Your goal: Resume the account of the snorkeling tour at Kayangan Lake and Siete Pecados, carrying it forward from its last sentence.

Passage:
Kayangan Lake was filled with tourists in yellow vests, completely ruining the experience. I handed my life vest to our guide, John, as I did not want to swim with it. He threw it in after me and I swam holding on to it. The rock formations extended underwater. The lake had a lot of little needlefish swimming around. Beautiful scenery. Terrible ambience. Our purpose in getting the private tour was not met, at least with Kayangan Lake.

Needlefish at Kayangan Lake

Next stop was Siete Pecados – a spot with seven little islands. The islands looked like small clumps of coral elevated above sea level, with trees growing on them. I jumped in and found the best corals of the trip so far in there. There were areas with brightly-coloured corals. I do not recall seeing this quantity of purple-coloured staghorn corals elsewhere. Of further interest was the number of sea urchin “farms” – urchin after urchin forming a spiky bed of needles on the floor. I saw a school of squid – black coloured with white spots on them. There may have been about 50 squid, the largest at 30-40 cm length while the smallest were under 10 cm. Finally there was the big black nudibranch, at least 15×15 cm that seemed to sleep, wrapped around a coral. Siete Pecados was a very impressive snorkelling site.

Data section:
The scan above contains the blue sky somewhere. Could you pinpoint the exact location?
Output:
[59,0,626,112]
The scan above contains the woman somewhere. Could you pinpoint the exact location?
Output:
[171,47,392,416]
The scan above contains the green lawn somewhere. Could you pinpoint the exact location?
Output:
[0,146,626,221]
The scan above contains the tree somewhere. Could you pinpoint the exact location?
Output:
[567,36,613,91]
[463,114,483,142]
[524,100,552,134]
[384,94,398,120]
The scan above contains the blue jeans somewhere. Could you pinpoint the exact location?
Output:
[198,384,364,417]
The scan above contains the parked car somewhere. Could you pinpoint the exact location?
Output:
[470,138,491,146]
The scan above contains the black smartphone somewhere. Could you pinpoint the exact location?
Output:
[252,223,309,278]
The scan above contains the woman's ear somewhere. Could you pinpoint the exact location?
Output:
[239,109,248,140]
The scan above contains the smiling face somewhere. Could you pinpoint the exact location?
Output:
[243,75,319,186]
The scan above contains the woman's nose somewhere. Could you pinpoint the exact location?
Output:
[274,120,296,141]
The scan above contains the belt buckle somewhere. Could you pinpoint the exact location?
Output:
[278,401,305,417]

Exercise output:
A school of squid that I came across at Siete Pecados

Barracuda Lake was also good. It was also an enclosure like Kayangan, but there were considerably fewer people there. The lake also has a sloping bottom. I freedived down and touched the bottom at 9.3 metres. The lake had a lot of catfish, shrimp with 10 cm long bodies that were daring enough to walk on to our fingers and snails with conical shells. Twin Lagoon was the final stop. We got directly off the boat into the water here. Just metres away there was a barracuda close to the surface. The lagoon’s entrance was through an opening in the rock which was at the right height to swim through. If it had been high tide, we would have needed to submerge ourselves to swim through – or use the ladder to go above the rock. A small school of cardinal fish hung around at the entrance.

For the last two days, we had a stay at an island resort, Iris. A driver arranged from the resort picked us up from our guesthouse. After a hour’s car ride, we had another half hour on a boat to the island. The rooms and buildings looked like their foundation and walls were of concrete. The tops were of bamboo and straw. Pieces of coarse rock were used to line the sides of support beams to make it more earthy. There were water filters everywhere. We had no shortage of electricity or power sockets. A meter connected to the electricity levels showed how much power was available. This would jump to 100.0 early in the day and stay there and slowly decline based on night time usage.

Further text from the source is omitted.